--- The input ---
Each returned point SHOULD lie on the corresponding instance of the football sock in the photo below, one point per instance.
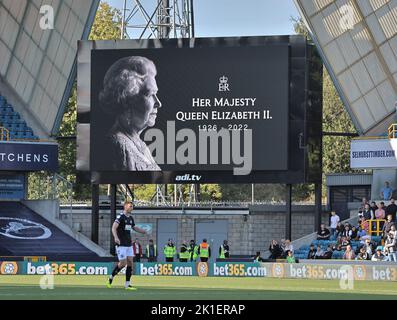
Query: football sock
(128, 274)
(116, 270)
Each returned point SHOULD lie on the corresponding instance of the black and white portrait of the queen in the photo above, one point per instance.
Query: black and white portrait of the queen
(129, 98)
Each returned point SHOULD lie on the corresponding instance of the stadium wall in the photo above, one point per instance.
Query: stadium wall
(263, 223)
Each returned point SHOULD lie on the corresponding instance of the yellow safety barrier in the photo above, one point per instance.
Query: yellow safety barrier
(4, 134)
(392, 132)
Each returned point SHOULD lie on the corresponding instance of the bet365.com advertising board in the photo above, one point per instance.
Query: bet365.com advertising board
(376, 272)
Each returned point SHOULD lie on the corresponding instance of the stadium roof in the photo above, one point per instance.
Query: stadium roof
(38, 67)
(358, 42)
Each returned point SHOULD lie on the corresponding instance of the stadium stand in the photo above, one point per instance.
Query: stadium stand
(302, 252)
(20, 232)
(13, 122)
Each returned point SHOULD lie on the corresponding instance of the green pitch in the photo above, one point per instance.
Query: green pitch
(191, 288)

--- Goal of the exercise ---
Render every line of the entries above as a JSON list of strings, one string per line, with blank lines omitted. Leave the picture out.

--- Result of this exercise ---
[
  "Each returned point SHOULD lie on the corresponding instance of the football sock in the photo below, one point per instance.",
  "Query: football sock",
  "(128, 274)",
  "(116, 270)",
  "Each returned point SHOULD lie on the corresponding instance of the black and white portrait of the queen in the photo above, one point per instance.",
  "Query: black and white portrait of the queen",
  "(129, 98)",
  "Each returned point SHOULD lie on the corresponding instance of the stadium wall in the photo above, one point per instance.",
  "Query: stadium wall",
  "(263, 223)",
  "Each returned point SHOULD lie on the corresponding instance of the yellow safety barrier in the photo above, one point per instance.",
  "Query: yellow safety barrier",
  "(4, 134)",
  "(392, 132)",
  "Each returned point SHOULD lie on the corresponding instance of the bet365.com advertising board in the photo above, one point per instance.",
  "Query: bet365.com advertising board",
  "(376, 272)",
  "Each returned point SHOULD lie on the corresponding instance of the stadium roof in the photo above, one point per instance.",
  "Query: stadium roof",
  "(38, 67)",
  "(358, 42)",
  "Each returned point SHOULD lie on the corresponding instance of the stadium stand in the photo above, one point per instance.",
  "Query: stadium stand",
  "(302, 252)",
  "(20, 232)",
  "(13, 122)",
  "Each returned point SHOULD lie on the corresponding instance of the green pitch in the photo above, one point per instance.",
  "Query: green pitch",
  "(191, 288)"
]